[[ Input data, beginning ]]

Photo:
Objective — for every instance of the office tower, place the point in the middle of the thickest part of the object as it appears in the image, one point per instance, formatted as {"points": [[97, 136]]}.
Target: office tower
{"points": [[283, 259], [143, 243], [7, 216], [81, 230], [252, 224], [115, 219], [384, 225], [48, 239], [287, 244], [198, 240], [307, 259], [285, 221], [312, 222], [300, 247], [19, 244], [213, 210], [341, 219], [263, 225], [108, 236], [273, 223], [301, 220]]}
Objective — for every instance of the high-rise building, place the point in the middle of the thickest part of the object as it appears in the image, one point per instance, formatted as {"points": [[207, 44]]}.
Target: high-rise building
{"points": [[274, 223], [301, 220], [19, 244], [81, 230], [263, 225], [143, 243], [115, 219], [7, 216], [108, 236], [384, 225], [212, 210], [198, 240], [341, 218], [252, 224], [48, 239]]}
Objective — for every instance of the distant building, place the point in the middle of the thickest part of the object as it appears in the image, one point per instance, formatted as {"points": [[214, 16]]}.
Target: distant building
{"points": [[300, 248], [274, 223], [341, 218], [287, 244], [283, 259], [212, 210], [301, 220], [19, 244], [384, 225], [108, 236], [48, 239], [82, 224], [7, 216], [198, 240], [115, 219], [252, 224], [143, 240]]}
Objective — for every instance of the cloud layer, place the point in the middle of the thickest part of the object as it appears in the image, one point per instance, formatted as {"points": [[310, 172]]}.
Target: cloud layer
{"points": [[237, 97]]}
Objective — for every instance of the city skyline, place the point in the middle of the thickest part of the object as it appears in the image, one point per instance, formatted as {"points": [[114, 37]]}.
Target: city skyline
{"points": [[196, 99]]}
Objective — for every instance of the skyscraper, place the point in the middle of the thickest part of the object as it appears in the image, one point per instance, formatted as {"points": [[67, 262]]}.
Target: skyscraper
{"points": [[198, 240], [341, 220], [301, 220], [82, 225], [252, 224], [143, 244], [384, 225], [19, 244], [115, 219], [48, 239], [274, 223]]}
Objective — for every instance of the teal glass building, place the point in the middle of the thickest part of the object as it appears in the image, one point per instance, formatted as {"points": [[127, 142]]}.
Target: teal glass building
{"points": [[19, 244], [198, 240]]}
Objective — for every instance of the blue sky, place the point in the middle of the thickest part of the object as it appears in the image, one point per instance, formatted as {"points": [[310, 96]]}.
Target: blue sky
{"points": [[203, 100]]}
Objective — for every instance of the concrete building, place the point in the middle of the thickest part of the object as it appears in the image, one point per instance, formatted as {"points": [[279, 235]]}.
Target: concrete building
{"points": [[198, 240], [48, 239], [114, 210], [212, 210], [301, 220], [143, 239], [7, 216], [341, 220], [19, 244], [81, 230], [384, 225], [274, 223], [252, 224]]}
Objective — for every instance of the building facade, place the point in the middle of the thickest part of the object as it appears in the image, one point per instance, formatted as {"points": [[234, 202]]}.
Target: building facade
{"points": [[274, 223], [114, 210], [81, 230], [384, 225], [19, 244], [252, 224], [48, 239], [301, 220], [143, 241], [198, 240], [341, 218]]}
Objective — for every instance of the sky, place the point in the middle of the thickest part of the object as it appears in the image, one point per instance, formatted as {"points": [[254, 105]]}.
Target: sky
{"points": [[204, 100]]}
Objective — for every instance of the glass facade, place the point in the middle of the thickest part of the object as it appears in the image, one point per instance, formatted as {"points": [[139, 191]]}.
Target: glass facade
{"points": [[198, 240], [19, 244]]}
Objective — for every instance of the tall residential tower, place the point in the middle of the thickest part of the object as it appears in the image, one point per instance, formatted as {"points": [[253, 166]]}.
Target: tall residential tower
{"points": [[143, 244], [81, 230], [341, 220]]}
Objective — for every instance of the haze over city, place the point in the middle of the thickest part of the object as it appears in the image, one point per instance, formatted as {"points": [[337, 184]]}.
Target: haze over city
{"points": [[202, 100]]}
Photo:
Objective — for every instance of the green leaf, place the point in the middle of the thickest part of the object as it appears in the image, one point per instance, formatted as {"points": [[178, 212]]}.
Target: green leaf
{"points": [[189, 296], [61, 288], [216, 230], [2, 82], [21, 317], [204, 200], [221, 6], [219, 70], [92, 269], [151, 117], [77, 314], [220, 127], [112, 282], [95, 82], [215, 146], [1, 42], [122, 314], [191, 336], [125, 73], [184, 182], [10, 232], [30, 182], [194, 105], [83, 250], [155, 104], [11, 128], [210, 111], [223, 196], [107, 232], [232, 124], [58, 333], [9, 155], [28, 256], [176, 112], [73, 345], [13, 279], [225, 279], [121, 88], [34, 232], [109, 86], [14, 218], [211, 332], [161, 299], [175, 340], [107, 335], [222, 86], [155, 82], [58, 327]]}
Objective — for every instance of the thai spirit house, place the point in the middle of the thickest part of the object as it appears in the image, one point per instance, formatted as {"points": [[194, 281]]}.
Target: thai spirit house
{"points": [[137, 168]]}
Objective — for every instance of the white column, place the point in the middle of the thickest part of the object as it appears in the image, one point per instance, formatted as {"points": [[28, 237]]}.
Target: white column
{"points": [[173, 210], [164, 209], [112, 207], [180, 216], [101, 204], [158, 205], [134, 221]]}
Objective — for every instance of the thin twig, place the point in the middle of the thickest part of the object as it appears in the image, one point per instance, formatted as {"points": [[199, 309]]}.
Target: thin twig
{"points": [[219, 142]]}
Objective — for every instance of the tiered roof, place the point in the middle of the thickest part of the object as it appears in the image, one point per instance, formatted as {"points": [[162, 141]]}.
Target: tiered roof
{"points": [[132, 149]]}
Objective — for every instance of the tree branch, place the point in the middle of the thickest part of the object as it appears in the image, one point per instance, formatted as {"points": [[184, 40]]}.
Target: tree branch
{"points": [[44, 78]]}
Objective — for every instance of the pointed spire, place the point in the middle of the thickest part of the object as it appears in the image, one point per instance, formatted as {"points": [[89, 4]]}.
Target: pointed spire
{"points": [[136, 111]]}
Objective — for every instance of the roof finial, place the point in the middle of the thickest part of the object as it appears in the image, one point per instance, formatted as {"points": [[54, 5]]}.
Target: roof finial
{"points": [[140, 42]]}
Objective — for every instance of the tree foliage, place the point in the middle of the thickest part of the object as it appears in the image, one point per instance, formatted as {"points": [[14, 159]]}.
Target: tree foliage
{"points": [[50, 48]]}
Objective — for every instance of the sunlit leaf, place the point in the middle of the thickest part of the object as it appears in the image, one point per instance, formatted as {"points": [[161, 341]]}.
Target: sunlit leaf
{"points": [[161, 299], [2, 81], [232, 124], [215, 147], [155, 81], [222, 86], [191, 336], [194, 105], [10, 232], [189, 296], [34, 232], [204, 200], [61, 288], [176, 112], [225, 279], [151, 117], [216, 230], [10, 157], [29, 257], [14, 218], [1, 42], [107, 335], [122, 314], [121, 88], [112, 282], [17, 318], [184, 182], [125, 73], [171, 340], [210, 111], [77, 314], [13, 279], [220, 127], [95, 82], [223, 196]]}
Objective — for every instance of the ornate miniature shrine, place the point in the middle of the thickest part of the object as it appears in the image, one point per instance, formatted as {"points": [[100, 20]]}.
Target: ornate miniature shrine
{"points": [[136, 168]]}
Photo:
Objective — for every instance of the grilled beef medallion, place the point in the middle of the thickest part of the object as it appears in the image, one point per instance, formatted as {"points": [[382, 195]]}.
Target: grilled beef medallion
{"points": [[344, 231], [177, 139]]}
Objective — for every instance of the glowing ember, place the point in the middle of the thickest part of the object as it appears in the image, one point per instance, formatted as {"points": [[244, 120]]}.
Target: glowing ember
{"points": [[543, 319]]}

[[ Input data, end ]]

▸ Your goal:
With nothing omitted, set down all of the records again.

▸ Result of this exercise:
Photo:
Objective — for every instance of the office tower, place the point in the middle of the thickest part of the object as it appears in the image, one point per instance, formatted as {"points": [[97, 136]]}.
Target: office tower
{"points": [[283, 259], [143, 243], [7, 216], [81, 230], [252, 224], [115, 219], [384, 225], [48, 239], [287, 244], [198, 240], [307, 259], [285, 221], [312, 222], [300, 247], [19, 244], [213, 210], [341, 219], [263, 225], [108, 236], [273, 223], [301, 220]]}
Objective — for every instance of the high-rise building, place the point in the middle of the thickest part of the object as it appears in the image, one point per instance, formatted as {"points": [[207, 44]]}.
Target: high-rise building
{"points": [[274, 223], [301, 220], [19, 244], [81, 230], [263, 225], [143, 243], [115, 219], [7, 216], [108, 236], [384, 225], [212, 210], [198, 240], [341, 218], [252, 224], [48, 239]]}
Objective — for every instance of the distant building, place the point in the middle of the thickest part of the object as it appears in the image, one point per instance, formatted as {"points": [[214, 16]]}.
Target: distant building
{"points": [[300, 248], [274, 223], [341, 218], [287, 244], [283, 259], [212, 210], [301, 220], [19, 244], [384, 225], [108, 236], [48, 239], [82, 224], [7, 216], [198, 240], [115, 219], [252, 224], [143, 240]]}
Objective — for every instance of the cloud layer, place the point in the middle of the thickest part of the object as it appears in the image, one point per instance, formatted as {"points": [[310, 172]]}.
Target: cloud layer
{"points": [[237, 97]]}
Objective — for every instance of the city skyline, place the point in the middle of the thickest part of the object as it appears in the image, one point per instance, formatted as {"points": [[114, 37]]}.
Target: city skyline
{"points": [[196, 99]]}
Objective — for every instance of the skyscraper, place the point in the middle of the thickest part of the object as it appears in the image, one point per instance, formatted as {"points": [[67, 262]]}.
Target: skyscraper
{"points": [[198, 240], [341, 220], [301, 220], [82, 225], [252, 224], [143, 244], [384, 225], [19, 244], [115, 219], [48, 239], [274, 223]]}
Objective — for every instance of the teal glass building, place the point in the middle of the thickest part of the object as it appears in the image, one point per instance, formatted as {"points": [[127, 142]]}.
Target: teal glass building
{"points": [[19, 244], [198, 240]]}
Objective — for every instance of the blue sky, place the point in the middle of the thickest part of the object as it appears in the image, one point per instance, formatted as {"points": [[310, 96]]}.
Target: blue sky
{"points": [[203, 100]]}
Objective — for every instance of the concrete building, place the point in the middle of the thickest part of the object as it appears in the image, one point per instance, formatted as {"points": [[279, 235]]}.
Target: concrete building
{"points": [[198, 240], [48, 239], [114, 210], [212, 210], [301, 220], [143, 239], [7, 216], [341, 220], [19, 244], [81, 230], [384, 225], [274, 223], [252, 224]]}
Objective — for every instance of the building facade, place the point in the middle of the thickest part of the object as it appears in the image, one point per instance, formatted as {"points": [[234, 202]]}.
Target: building facade
{"points": [[274, 223], [114, 210], [81, 230], [384, 225], [19, 244], [252, 224], [48, 239], [301, 220], [143, 241], [198, 240], [341, 218]]}
Objective — for every instance of the sky, place the point in the middle of the thickest part of the object as it appears in the image, one point per instance, formatted as {"points": [[254, 105]]}.
Target: sky
{"points": [[204, 100]]}
Objective — for every instance of the glass facade, place the point in the middle of the thickest part of the object as it appears in the image, one point per instance, formatted as {"points": [[139, 191]]}.
Target: glass facade
{"points": [[198, 240], [19, 244]]}
Objective — for every instance of the tall residential tower, place the point in the middle of the thickest part of the object as it appears in the image, one point per instance, formatted as {"points": [[253, 166]]}.
Target: tall residential tower
{"points": [[143, 244], [81, 230], [341, 220]]}
Objective — for every instance of the haze over city, place the point in the middle of the thickest part of the object as it appears in the image, one point per instance, formatted as {"points": [[337, 184]]}.
Target: haze over city
{"points": [[202, 100]]}
Photo:
Objective — for every instance of the green leaf, place the point in the middle of the thickest part of the object as it appears in the image, one point per instance, formatted as {"points": [[178, 212]]}.
Target: green leaf
{"points": [[189, 296], [61, 288], [216, 230], [2, 82], [21, 317], [204, 200], [221, 6], [219, 70], [92, 269], [151, 117], [77, 314], [220, 127], [112, 282], [95, 82], [215, 146], [1, 42], [122, 314], [191, 336], [125, 73], [184, 182], [10, 232], [30, 182], [194, 105], [83, 250], [155, 104], [11, 128], [210, 111], [223, 196], [107, 232], [232, 124], [58, 333], [9, 155], [28, 256], [176, 112], [73, 345], [13, 279], [225, 279], [121, 88], [34, 232], [109, 86], [14, 218], [211, 332], [161, 299], [175, 340], [107, 335], [222, 86], [155, 82], [58, 327]]}
Objective — for every instance of the thai spirit house, place the point in the middle of the thickest part of the object as it appears in the image, one point per instance, formatted as {"points": [[194, 281]]}.
Target: thai spirit house
{"points": [[137, 168]]}
Objective — for every instance of the white column, place the point in the middle of the thickest part of the object as it appears in the image, one point per instance, formatted as {"points": [[28, 237]]}.
Target: white column
{"points": [[173, 210], [164, 209], [112, 207], [180, 216], [101, 204], [158, 205], [134, 221]]}
Objective — for every instance of the thin twig, place the point in the middle of the thickest part of the object as it appears in the image, one point per instance, formatted as {"points": [[199, 309]]}.
Target: thin twig
{"points": [[219, 142]]}
Objective — for every instance of the tiered roof, place the point in the middle of the thickest part of the object as it appears in the image, one point per instance, formatted as {"points": [[162, 141]]}.
Target: tiered roof
{"points": [[132, 149]]}
Objective — for every instance of the tree branch, place the point in the middle of the thickest part of the object as it appears in the image, one point per instance, formatted as {"points": [[184, 40]]}.
Target: tree branch
{"points": [[44, 78]]}
Objective — for every instance of the pointed spire, place the point in the middle of the thickest part of the object as it appears in the image, one point per instance, formatted as {"points": [[89, 4]]}.
Target: pointed spire
{"points": [[136, 111]]}
Objective — for every instance of the roof finial, place the point in the middle of the thickest part of the object as it appears in the image, one point per instance, formatted as {"points": [[54, 5]]}.
Target: roof finial
{"points": [[140, 42]]}
Objective — for every instance of the tree foliage, place the point in the middle of the thickest part of the object as it appears in the image, one point per instance, formatted as {"points": [[14, 159]]}.
Target: tree foliage
{"points": [[50, 48]]}
Objective — for every instance of the sunlit leaf, place the point in the middle of the thickest part of the object as it appears in the image, one point per instance, formatted as {"points": [[161, 341]]}.
Target: sunlit leaf
{"points": [[161, 299], [2, 81], [232, 124], [215, 147], [155, 81], [222, 86], [191, 336], [194, 105], [10, 232], [189, 296], [34, 232], [204, 200], [61, 288], [176, 112], [225, 279], [151, 117], [216, 230], [10, 157], [29, 257], [14, 218], [1, 42], [107, 335], [122, 314], [121, 88], [112, 282], [17, 318], [184, 182], [125, 73], [171, 340], [210, 111], [77, 314], [13, 279], [220, 127], [95, 82], [223, 196]]}
Objective — for every instance of the ornate miniature shrine, place the point in the middle of the thickest part of the object as it appears in the image, one point per instance, formatted as {"points": [[100, 20]]}.
Target: ornate miniature shrine
{"points": [[136, 168]]}
Photo:
Objective — for every instance of the grilled beef medallion, place the point in the middle of the thickest part of the object as it appears in the image, one point per instance, formatted as {"points": [[382, 195]]}.
Target: grilled beef medallion
{"points": [[344, 231], [177, 139]]}
Objective — for every instance of the glowing ember, place the point in the middle of the thickest part of the object as it appears in the image, one point per instance, formatted as {"points": [[244, 120]]}.
Target: glowing ember
{"points": [[543, 319]]}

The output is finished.